Problem description: Return the records exactly, with nothing added.
──────── Source information
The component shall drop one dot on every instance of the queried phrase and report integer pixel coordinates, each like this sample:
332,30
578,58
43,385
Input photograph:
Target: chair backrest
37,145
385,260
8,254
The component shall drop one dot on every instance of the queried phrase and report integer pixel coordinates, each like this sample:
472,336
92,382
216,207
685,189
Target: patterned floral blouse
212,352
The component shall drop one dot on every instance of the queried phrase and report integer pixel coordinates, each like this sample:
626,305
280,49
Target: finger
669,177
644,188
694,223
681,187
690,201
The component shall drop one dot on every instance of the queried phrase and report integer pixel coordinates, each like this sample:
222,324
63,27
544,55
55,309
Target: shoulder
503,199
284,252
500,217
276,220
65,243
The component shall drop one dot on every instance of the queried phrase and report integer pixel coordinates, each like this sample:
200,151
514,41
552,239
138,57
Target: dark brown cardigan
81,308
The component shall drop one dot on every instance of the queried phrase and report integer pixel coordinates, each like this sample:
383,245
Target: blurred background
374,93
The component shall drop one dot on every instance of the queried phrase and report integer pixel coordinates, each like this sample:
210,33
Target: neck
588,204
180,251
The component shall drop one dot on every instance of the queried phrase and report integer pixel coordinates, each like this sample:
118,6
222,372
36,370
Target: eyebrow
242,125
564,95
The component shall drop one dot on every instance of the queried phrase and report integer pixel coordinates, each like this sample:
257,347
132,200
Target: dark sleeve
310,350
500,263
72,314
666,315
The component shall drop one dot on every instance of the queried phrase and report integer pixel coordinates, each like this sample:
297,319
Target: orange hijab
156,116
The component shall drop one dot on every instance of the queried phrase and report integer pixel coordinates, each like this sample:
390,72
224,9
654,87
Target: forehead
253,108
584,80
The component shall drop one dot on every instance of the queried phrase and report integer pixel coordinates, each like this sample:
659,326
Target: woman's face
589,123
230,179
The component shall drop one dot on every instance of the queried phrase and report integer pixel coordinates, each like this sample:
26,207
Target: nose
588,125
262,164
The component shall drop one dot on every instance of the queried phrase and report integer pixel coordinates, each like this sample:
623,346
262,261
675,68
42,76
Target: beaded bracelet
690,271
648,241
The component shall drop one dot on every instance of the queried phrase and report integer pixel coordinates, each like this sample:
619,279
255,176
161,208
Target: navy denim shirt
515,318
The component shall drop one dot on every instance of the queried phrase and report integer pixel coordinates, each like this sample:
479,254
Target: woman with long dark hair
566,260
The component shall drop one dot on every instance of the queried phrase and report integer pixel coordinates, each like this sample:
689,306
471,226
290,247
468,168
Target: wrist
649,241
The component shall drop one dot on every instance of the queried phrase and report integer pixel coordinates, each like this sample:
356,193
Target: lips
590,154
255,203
────────────────
Answer to this task:
The component shall drop one dot on every instance of the queried phrase and report integer pixel coordinates, each like this sample:
332,30
578,58
43,385
Input photograph:
Target: chair backrest
37,145
385,260
8,254
The component shall drop one dot on every instance of the queried phrase and report integer pixel coordinates, each like this sample:
472,336
92,382
216,207
685,189
Target: patterned floral blouse
212,352
The component shall drop one dot on every instance of the queried phrase and report integer pixel coordinates, each like this sample:
626,305
280,49
Target: finger
669,177
644,188
694,223
681,187
690,201
The component shall drop one dot on every instance of the queried phrase and report integer pixel coordinates, each like this sample:
222,324
63,27
544,55
55,309
Target: shoulder
503,199
284,252
500,217
276,220
65,243
The component shall drop one dot on every instance of the queried phrase and report integer pixel coordinates, each like this sample:
200,151
514,41
552,239
138,57
Target: dark brown cardigan
81,308
The component shall drop one dot on every instance of the queried phrase and report integer pixel coordinates, each like this sample:
383,245
Target: blurred background
374,93
The component shall drop one dot on every instance of the queried phrase and report integer pixel coordinates, each like this sample:
210,33
Target: neck
588,204
180,251
The component shall drop one dot on every instance of the queried phrase and report integer pixel coordinates, each like this sample:
118,6
222,372
36,370
Target: eyebrow
242,125
564,95
The component shall drop one dot on every instance of the queried phrase and report integer pixel coordinates, each like this sample:
257,347
132,200
Target: dark sleeve
310,350
500,263
72,314
666,315
The component shall drop one dot on every instance of the queried phrase and report integer pixel coordinates, each like this sample:
297,319
Target: orange hijab
156,116
The component shall drop one dot on every instance of the queried phrase and report integer pixel coordinates, each like this sample:
390,72
224,9
654,87
Target: forehead
253,108
584,80
The component shall drop one dot on every instance of the queried phrase and report integer pixel coordinates, each like this sample:
659,326
Target: woman's face
589,123
230,179
The component shall drop one dot on every instance of the queried phrase and report integer pixel coordinates, each like this sample:
26,207
Target: nose
588,125
262,164
The component shall drop one dot on every instance of the queried phrase and report integer pixel coordinates, each like this sample:
623,346
262,261
675,68
42,76
Target: beaded bracelet
690,271
648,241
The component shall drop one dot on every instance of the queried phrase and report integer pixel coordinates, each like this sample:
619,279
255,176
161,208
Target: navy denim shirt
515,318
The component shall drop one dot on every instance of the queried phrase and report integer pixel coordinates, each like this sample:
479,254
Target: woman with long dark hair
566,260
The component shall drop one dot on every instance of the queried phrase and report integer pixel coordinates, each like this sample:
689,306
471,226
290,247
468,168
Target: wrist
649,241
The component shall drop one dot on every instance of the queried phrase and report integer pixel coordinates, each like this sample:
356,193
Target: lips
590,154
255,203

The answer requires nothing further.